Requirement: Give the number of lines in the following entries that contain the word "candle", with nothing added.
[Opening Dataset extract section]
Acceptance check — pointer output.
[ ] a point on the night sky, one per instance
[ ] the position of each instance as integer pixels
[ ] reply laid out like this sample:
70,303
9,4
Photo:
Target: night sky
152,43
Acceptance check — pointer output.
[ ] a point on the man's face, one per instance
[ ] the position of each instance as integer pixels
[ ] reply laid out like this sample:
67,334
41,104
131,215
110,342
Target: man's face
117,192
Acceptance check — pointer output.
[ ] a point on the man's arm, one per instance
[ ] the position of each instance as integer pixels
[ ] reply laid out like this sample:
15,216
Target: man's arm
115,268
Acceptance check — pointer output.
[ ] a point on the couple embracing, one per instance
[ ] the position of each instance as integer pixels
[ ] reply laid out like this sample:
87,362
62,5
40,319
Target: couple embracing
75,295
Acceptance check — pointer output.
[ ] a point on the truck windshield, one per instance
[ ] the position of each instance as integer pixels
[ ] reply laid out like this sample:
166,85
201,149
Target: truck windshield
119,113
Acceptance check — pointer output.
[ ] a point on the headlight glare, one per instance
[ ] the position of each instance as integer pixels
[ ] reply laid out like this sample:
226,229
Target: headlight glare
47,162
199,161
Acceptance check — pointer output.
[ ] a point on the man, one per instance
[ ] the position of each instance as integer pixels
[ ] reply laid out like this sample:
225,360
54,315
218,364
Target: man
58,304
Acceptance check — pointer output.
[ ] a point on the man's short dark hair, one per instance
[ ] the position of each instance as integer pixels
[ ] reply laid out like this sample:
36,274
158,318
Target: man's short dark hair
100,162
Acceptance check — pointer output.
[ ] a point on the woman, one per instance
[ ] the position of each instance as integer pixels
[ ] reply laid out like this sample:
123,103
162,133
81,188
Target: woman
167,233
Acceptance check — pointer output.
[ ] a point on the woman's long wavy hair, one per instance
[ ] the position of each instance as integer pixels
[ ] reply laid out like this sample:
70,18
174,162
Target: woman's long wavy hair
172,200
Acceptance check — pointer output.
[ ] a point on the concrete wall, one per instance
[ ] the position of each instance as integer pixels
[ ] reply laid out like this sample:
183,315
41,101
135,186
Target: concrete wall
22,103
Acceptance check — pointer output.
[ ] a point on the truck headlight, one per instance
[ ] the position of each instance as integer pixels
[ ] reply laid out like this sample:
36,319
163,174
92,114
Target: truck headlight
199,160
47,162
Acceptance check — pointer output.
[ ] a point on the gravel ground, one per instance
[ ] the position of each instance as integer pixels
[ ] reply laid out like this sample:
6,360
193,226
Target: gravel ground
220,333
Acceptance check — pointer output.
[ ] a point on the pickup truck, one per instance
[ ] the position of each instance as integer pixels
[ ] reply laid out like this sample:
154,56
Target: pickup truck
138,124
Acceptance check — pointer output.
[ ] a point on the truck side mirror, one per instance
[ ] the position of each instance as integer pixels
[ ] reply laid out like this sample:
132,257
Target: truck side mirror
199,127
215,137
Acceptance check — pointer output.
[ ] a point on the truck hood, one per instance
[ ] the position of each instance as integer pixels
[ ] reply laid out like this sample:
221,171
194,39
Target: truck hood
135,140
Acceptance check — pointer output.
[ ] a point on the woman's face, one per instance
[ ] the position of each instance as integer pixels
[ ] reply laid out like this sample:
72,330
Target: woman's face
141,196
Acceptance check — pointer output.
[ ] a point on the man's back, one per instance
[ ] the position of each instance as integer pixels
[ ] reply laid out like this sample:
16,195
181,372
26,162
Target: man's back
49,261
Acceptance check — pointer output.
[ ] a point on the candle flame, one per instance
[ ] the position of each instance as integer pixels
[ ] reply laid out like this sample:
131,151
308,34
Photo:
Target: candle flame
[Closing Dataset extract section]
Output: 2